──────── Input material ────────

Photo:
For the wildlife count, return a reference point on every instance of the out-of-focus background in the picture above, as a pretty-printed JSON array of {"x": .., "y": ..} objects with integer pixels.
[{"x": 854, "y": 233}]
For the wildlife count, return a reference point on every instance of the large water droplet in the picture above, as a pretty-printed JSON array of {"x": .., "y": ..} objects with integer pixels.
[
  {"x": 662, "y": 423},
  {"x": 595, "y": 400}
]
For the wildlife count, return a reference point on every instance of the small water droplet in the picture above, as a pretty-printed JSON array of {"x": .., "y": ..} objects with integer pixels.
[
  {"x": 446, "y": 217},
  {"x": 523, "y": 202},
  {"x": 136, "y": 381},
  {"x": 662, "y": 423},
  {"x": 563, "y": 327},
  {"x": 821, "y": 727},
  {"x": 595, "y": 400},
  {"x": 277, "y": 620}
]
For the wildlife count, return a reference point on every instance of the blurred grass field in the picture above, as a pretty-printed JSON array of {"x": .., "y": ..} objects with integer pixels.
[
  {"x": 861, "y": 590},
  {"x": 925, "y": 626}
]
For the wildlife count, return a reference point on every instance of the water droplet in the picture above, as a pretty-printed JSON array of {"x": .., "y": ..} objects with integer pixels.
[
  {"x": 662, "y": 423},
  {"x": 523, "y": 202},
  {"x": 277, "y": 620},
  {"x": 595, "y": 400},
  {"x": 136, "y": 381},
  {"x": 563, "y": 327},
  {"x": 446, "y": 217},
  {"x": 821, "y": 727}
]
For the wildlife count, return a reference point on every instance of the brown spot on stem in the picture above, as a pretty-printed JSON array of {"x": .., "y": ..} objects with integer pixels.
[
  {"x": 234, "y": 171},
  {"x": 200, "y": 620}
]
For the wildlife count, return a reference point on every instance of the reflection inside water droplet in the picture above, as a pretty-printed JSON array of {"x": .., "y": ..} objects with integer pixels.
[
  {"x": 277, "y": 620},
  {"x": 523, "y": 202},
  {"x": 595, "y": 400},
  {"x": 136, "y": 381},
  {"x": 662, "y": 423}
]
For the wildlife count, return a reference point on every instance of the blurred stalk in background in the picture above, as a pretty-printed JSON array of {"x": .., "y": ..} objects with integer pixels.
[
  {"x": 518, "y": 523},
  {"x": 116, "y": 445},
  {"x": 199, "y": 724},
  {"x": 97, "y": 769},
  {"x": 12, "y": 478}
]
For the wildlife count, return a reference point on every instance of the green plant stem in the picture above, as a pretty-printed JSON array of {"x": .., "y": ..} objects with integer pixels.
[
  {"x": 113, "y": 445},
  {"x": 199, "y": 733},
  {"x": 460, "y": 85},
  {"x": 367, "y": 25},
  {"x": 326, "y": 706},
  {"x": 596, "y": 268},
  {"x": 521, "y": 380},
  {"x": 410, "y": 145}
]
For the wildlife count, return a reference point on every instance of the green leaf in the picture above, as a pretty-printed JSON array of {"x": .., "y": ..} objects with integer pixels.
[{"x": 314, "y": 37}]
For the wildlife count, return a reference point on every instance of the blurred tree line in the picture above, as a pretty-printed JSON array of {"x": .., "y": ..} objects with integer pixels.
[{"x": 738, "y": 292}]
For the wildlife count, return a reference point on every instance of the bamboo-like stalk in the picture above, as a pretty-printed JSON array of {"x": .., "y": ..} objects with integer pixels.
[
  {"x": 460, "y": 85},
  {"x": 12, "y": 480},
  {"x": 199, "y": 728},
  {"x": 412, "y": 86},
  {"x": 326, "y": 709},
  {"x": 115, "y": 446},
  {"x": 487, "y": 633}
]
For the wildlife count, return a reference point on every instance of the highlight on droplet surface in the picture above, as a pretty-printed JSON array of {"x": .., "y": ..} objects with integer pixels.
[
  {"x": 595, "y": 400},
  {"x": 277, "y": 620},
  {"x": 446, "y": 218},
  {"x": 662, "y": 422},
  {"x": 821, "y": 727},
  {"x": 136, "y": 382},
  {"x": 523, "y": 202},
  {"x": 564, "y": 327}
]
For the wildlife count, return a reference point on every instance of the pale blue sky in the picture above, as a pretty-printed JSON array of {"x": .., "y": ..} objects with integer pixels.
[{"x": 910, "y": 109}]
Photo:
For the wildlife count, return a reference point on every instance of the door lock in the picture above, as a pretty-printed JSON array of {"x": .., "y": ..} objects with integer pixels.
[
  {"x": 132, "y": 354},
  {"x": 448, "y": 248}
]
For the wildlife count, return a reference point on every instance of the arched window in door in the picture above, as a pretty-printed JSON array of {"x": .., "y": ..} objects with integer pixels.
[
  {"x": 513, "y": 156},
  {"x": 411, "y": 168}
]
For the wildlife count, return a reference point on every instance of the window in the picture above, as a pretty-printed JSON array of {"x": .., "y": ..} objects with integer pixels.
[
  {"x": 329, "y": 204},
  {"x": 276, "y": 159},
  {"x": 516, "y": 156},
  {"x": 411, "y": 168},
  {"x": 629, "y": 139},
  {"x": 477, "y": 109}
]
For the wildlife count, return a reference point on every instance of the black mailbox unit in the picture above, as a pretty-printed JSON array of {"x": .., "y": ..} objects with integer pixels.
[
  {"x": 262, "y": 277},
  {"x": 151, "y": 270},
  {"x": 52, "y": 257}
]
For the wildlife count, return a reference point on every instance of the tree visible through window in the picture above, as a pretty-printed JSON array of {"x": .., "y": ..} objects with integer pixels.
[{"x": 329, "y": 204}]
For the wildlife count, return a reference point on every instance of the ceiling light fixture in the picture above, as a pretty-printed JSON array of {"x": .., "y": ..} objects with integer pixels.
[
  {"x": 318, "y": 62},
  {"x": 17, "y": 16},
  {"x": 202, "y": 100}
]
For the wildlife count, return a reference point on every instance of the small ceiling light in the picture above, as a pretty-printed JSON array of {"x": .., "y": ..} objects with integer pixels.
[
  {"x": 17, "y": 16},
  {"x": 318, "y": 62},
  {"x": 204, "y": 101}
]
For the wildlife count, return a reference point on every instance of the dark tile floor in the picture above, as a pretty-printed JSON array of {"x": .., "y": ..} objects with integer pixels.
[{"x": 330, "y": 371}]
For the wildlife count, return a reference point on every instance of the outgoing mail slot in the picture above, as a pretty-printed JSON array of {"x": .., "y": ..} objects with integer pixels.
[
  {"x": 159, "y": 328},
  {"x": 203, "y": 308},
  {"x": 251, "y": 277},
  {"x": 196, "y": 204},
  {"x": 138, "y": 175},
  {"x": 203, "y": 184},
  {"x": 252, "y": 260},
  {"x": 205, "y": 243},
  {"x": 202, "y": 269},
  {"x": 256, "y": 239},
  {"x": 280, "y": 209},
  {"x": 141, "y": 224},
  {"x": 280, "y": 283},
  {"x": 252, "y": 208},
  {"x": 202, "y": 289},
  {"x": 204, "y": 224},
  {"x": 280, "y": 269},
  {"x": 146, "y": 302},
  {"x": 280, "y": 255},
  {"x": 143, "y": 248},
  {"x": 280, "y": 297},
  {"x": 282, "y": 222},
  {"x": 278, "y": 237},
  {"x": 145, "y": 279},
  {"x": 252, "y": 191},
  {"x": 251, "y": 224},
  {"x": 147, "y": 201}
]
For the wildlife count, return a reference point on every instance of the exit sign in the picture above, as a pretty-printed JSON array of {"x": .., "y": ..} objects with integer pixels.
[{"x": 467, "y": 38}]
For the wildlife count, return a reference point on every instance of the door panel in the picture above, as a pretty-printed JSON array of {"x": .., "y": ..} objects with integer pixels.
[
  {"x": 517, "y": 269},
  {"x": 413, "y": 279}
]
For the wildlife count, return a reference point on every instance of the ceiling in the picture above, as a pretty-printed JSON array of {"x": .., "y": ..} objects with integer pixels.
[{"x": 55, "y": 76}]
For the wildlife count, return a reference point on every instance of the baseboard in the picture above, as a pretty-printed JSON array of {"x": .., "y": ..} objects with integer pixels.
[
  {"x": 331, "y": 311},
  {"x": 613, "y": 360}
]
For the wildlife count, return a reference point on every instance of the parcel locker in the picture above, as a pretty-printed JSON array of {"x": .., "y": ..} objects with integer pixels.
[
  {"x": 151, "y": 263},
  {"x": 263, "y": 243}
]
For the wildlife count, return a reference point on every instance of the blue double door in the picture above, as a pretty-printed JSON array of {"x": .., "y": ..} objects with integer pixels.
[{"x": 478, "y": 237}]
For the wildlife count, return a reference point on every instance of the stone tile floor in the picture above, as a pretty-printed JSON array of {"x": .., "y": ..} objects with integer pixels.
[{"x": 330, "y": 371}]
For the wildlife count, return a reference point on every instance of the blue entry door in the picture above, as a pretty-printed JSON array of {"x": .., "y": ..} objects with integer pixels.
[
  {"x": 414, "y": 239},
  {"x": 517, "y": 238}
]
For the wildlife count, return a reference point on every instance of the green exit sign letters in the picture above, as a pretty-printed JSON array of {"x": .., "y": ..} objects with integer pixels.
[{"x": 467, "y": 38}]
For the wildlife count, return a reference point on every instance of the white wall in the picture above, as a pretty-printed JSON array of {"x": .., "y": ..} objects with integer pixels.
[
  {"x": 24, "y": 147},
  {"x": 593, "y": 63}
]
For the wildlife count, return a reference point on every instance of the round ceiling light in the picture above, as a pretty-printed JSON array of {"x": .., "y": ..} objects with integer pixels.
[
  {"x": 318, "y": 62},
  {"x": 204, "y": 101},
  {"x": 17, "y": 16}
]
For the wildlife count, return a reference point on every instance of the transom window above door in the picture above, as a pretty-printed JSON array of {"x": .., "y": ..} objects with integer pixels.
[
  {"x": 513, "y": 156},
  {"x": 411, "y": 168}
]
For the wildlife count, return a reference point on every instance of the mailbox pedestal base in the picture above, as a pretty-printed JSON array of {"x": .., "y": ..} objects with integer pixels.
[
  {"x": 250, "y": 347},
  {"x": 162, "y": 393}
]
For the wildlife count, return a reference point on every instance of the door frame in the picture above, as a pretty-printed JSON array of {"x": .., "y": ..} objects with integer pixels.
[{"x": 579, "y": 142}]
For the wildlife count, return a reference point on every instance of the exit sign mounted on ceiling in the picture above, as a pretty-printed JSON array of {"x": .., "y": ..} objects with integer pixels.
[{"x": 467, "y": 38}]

────────

From the line containing "of the transom" down to the last line, reproduce the records exactly. Include both ends.

Answer for this exercise:
For the wildlife count, return a reference point on every instance of the transom window above door in the picture above, as a pretty-printed JSON array of {"x": .., "y": ..} objects with integer pixels.
[
  {"x": 513, "y": 156},
  {"x": 411, "y": 168}
]
For the wildlife count, return a reference point on every instance of the mailbox pedestal base in the picture above, as a pretty-printed JSON array of {"x": .., "y": ..} objects with integer pixels.
[
  {"x": 250, "y": 347},
  {"x": 162, "y": 393}
]
For the wildlife count, return a reference point on every instance of the door frame in the picture above, as a pretty-printed JSON array of {"x": .., "y": ..} objects with integer pixels.
[{"x": 579, "y": 142}]
For the wildlife count, return a reference point on every instance of the exit sign mounted on ceiling in the picture above, as a pretty-printed JSON array of {"x": .., "y": ..} objects with integer pixels.
[{"x": 467, "y": 38}]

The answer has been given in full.